- Task instructions -
**1.** In the email, rename "bit pattern" as "binary pattern" and write out the passage from "[This is the" up to and including "interested in OTR. :)" with that change.
**2.** According to the email, how long is the OTR_MESSAGE_TAG string of whitespace?

- Text passage -
- - -

[OTR-dev] Fwd: [jdev] OTR

Nathan of Guardian nathan at guardianproject.info
Wed Aug 17 19:04:01 EDT 2011


Can you let them know that the use of the "Whitespace Tag" is indeed a
way to support discovery without causing the WTF moment described below?
This is something we support in Gibberbot on Android.

Whitespace Tag:

    There is an OTR_MESSAGE_TAG, which is a 24-byte string of whitespace
    that clients can optionally append to (or insert in) messages to
    unobtrusively indicate that they understand the OTR protocol.  The
    string is as follows (in C notation):

	\x20\x09\x20\x20\x09\x09\x09\x09
	\x20\x09\x20\x09\x20\x09\x20\x20
	\x20\x09\x20\x09\x20\x20\x09\x20

    [This is the bit pattern of the string "OTR" as expressed in spaces and
    tabs.]




On 08/17/2011 10:11 AM, Peter Saint-Andre wrote:
> FYI. I'm working to get more Jabber developers interested in OTR. :)
> 
> -------- Original Message --------
> Subject: [jdev] OTR (was: Re:  State of the XMPP Clients?)
> Date: Wed, 17 Aug 2011 07:57:01 -0600
> From: Peter Saint-Andre <stpeter at stpeter.im>
> Reply-To: Jabber/XMPP software development list <jdev at jabber.org>
> To: Jabber/XMPP software development list <jdev at jabber.org>
> 
> On 8/16/11 7:08 PM, Andreas Monitzer wrote:
>> On Dienstag, 16. August 2011 at 23:30, Peter Saint-Andre wrote:
>>> Don't forget OTR, too (I might be working on an Internet-Draft
>>> about that with some of the OTR folks):
>>>
>>> http://www.cypherpunks.ca/otr/
>>
>> I know about OTR, but I don't like the standard. Due to its
>> transport-independence, it doesn't integrate at all into XMPP. For
>> example, there's no discovery for it. The client determines support
>> at the other side by sending encrypted text and waiting whether a
>> "wtf" by an irritated/confused human or a proper OTR response comes
>> back.
> 
> Yes, that's an ugly hack, which is needed to work around the lack of
> discovery protocols in systems like AIM and Yahoo. However, in XMPP we
> have ways to discover feature support (service discovery and entity
> capabilities), so it seems to me that we can define an XMPP feature for
> OTR (properly versioned because OTRv3 is on the way) and simply ignore
> the hacky text stuff.
> 
>> It also takes over the regular<body/>-tag for its binary data
>> instead of using a proper separate tag with its own namespace (like
>> xhtml-im).

- - -

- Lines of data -
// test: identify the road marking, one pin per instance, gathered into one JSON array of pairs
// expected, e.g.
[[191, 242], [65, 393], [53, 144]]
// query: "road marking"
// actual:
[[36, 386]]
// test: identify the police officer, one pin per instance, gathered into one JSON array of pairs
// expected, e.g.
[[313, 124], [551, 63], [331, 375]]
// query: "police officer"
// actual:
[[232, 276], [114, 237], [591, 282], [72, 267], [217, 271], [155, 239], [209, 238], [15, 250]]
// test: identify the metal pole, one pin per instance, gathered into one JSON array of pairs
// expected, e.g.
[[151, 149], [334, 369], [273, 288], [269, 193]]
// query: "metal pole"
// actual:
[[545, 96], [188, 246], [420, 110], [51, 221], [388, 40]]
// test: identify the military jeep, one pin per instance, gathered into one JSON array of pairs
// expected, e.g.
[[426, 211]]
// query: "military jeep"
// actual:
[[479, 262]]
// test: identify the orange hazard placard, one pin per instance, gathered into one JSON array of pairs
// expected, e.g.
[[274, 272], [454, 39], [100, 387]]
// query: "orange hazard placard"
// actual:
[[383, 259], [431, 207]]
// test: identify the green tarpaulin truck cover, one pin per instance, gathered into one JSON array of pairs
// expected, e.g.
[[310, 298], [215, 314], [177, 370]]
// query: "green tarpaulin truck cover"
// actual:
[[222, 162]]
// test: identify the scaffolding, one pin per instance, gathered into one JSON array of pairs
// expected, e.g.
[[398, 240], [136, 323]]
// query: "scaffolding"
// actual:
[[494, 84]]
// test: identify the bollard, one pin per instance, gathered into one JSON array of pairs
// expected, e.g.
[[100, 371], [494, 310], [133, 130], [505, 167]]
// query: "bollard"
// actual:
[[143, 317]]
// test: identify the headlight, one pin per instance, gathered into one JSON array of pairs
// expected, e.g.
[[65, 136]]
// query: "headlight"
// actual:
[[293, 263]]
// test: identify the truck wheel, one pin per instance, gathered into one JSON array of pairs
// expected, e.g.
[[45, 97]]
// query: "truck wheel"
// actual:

- - -

- Exercise responses -
**1.**
[This is the binary pattern of the string "OTR" as expressed in spaces and
    tabs.]




On 08/17/2011 10:11 AM, Peter Saint-Andre wrote:
> FYI. I'm working to get more Jabber developers interested in OTR. :)

**2.** It is 24 bytes long.